▸ **Work to complete**:
Upon reaching the line containing "Mark the tall", output that line and all remaining lines exactly, through the end of the entries, and output nothing before it.
···
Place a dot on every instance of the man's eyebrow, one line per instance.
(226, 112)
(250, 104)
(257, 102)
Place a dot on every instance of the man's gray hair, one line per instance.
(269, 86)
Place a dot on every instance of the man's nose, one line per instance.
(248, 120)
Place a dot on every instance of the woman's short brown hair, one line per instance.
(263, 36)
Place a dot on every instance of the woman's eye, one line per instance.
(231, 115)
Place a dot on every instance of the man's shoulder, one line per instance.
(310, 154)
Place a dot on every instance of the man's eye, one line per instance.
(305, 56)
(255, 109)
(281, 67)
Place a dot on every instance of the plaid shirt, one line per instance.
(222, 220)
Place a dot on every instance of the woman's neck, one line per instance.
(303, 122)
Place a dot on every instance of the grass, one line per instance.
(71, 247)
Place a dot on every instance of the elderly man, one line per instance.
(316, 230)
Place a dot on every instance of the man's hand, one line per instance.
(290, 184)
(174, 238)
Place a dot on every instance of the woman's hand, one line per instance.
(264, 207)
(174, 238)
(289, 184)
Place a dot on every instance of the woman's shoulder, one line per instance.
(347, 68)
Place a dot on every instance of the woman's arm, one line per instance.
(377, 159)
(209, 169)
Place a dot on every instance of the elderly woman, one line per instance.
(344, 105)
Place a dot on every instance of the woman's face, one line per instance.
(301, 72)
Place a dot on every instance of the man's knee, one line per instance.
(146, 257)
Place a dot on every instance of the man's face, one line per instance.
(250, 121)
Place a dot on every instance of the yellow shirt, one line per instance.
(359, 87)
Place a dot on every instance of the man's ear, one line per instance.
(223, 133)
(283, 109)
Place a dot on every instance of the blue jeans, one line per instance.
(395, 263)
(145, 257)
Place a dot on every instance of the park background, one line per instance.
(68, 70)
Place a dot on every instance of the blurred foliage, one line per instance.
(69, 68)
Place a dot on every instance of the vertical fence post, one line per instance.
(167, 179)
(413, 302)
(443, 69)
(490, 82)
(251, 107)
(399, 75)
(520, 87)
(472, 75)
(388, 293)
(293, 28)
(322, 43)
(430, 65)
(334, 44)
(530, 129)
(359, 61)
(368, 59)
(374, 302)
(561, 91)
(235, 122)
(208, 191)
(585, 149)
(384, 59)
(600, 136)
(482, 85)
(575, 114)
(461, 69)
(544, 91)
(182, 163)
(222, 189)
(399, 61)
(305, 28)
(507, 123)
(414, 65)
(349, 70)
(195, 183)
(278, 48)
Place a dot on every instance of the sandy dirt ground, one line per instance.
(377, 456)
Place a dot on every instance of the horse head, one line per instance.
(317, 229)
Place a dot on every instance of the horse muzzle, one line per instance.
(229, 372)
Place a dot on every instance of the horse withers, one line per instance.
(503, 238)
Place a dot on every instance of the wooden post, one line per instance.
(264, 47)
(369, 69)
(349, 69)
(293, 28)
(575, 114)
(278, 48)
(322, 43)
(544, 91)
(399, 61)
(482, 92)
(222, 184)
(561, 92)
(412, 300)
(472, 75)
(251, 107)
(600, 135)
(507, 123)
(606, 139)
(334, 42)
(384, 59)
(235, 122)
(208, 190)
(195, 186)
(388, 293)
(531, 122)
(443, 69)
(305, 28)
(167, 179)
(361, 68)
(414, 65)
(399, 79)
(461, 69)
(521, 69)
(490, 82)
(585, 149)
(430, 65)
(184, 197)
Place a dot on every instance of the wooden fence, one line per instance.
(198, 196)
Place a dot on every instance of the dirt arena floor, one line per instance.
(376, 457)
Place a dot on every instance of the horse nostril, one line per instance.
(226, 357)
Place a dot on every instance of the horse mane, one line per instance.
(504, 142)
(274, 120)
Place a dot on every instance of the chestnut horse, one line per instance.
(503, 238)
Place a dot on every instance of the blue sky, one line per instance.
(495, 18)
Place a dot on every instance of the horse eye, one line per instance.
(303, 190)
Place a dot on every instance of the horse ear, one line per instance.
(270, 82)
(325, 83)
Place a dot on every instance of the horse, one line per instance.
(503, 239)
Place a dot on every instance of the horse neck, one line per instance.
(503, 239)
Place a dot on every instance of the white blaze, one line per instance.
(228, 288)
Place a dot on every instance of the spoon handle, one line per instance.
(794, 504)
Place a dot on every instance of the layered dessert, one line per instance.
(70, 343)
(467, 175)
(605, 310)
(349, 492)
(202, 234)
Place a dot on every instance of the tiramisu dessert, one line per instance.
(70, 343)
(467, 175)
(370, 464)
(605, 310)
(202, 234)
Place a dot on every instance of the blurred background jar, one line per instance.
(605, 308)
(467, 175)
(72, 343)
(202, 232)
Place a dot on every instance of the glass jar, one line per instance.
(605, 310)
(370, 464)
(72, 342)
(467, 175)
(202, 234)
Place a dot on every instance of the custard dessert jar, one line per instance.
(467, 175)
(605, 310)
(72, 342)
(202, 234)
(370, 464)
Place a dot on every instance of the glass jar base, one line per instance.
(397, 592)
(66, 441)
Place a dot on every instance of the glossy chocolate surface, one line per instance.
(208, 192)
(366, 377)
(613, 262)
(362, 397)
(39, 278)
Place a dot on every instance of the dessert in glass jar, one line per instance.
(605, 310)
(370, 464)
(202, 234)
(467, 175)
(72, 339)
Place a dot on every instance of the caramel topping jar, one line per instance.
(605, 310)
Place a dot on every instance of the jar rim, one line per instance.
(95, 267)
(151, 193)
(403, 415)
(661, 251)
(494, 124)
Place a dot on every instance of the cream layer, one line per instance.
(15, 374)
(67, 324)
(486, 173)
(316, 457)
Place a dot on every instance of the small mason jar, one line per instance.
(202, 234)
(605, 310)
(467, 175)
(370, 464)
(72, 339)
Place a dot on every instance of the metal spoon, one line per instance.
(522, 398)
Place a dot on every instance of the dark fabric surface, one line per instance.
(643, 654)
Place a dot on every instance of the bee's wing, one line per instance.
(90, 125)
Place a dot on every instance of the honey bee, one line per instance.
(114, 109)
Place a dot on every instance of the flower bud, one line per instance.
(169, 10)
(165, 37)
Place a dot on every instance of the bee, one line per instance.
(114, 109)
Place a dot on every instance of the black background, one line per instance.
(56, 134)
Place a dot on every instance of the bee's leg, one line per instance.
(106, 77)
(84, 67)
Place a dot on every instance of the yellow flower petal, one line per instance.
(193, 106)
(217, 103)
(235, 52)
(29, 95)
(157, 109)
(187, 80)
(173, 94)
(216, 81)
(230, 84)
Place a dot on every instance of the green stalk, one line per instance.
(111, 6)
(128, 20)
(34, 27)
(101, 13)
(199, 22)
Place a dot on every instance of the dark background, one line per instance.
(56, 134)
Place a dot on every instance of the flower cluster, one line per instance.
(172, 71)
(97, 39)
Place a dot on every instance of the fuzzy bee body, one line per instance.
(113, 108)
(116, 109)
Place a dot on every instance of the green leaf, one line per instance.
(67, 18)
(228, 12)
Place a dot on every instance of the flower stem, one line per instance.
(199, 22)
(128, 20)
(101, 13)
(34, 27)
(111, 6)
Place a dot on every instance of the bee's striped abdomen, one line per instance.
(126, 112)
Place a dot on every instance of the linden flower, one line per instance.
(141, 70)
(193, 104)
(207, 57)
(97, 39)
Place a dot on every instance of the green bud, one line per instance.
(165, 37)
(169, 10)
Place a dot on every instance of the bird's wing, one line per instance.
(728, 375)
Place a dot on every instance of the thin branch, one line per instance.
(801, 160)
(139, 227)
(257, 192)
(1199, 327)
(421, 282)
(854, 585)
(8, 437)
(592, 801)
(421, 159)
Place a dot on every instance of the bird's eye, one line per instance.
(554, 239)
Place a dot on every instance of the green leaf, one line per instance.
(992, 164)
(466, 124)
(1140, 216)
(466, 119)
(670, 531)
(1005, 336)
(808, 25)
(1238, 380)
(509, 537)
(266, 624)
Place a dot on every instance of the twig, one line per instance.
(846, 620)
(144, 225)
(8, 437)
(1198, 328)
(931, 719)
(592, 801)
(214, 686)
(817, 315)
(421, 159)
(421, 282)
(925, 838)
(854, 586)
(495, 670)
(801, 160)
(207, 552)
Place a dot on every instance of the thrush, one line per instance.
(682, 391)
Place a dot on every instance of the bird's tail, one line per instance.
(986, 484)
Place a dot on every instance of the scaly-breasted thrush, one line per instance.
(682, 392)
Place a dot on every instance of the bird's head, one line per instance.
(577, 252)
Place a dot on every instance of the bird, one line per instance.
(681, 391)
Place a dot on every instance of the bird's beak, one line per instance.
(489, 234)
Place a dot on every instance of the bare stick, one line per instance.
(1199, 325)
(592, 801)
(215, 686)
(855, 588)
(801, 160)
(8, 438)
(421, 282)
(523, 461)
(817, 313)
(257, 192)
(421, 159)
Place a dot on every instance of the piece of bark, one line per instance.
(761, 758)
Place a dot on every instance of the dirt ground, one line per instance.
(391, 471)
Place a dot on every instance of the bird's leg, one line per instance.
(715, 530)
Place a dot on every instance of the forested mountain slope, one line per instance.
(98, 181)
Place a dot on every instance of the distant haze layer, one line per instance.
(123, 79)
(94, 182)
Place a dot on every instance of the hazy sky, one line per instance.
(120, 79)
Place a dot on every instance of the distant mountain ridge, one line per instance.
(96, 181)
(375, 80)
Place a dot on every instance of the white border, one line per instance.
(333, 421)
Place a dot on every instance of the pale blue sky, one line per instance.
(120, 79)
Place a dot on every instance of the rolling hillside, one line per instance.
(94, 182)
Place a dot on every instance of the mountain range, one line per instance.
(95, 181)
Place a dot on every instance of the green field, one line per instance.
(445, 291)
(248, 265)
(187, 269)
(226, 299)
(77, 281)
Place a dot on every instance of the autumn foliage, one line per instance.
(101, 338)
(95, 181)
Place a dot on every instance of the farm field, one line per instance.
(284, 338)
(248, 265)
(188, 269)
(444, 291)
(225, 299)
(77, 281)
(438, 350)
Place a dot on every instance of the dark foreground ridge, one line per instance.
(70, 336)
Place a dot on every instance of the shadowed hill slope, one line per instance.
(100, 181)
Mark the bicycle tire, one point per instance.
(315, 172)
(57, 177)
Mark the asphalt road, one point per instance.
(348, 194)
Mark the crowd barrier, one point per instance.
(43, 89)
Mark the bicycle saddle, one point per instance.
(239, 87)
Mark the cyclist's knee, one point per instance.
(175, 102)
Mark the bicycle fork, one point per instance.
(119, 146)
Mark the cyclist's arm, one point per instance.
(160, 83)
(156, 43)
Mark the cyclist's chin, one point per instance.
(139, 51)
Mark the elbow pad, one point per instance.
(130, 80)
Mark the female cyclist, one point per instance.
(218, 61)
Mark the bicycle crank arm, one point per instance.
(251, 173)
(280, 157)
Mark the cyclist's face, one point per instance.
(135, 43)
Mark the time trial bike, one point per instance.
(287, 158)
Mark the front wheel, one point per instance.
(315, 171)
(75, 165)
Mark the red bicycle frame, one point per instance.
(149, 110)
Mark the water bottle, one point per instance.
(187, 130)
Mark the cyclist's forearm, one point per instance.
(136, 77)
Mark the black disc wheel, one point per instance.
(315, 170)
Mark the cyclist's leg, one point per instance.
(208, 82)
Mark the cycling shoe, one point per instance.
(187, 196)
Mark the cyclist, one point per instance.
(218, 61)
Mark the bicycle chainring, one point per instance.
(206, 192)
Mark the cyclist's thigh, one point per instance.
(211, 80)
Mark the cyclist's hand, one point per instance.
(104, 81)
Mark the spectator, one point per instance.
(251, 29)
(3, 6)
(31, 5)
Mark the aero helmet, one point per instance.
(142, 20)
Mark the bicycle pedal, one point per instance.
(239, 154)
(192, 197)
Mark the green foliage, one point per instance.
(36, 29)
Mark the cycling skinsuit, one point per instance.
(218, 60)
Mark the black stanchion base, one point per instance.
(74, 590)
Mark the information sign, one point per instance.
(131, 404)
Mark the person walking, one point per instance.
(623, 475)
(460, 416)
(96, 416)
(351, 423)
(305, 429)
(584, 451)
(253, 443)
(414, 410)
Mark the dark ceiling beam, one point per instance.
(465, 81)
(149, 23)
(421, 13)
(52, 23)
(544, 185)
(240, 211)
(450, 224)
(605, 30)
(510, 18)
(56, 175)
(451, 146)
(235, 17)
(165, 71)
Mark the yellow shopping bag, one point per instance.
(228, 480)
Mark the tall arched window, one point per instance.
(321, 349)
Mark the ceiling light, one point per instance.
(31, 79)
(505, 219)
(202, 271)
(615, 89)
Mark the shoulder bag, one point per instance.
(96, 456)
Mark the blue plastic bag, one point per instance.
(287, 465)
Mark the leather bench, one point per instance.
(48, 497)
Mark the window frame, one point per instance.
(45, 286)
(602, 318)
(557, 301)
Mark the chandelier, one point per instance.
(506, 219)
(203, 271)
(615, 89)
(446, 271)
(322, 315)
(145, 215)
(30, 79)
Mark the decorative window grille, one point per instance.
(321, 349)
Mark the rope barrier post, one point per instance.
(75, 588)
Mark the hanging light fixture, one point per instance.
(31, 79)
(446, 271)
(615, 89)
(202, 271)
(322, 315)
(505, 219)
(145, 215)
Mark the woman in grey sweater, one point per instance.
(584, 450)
···
▸ **Solution to this problem**:
Mark the tall arched window, one point per instance.
(321, 349)
Mark the ceiling light, one point per instance.
(31, 79)
(505, 219)
(202, 271)
(615, 89)
Mark the shoulder bag, one point per instance.
(96, 456)
Mark the blue plastic bag, one point per instance.
(287, 465)
Mark the leather bench, one point per instance.
(48, 497)
Mark the window frame, one point per instance.
(45, 286)
(602, 318)
(557, 301)
Mark the chandelier, one point per instance.
(506, 219)
(203, 271)
(615, 89)
(446, 271)
(322, 315)
(145, 215)
(30, 79)
Mark the decorative window grille, one point per instance.
(321, 349)
Mark the rope barrier post, one point per instance.
(75, 588)
Mark the hanging light fixture, one point per instance.
(31, 79)
(446, 271)
(615, 89)
(202, 271)
(322, 315)
(505, 219)
(145, 215)
Mark the woman in grey sweater, one point per instance.
(584, 450)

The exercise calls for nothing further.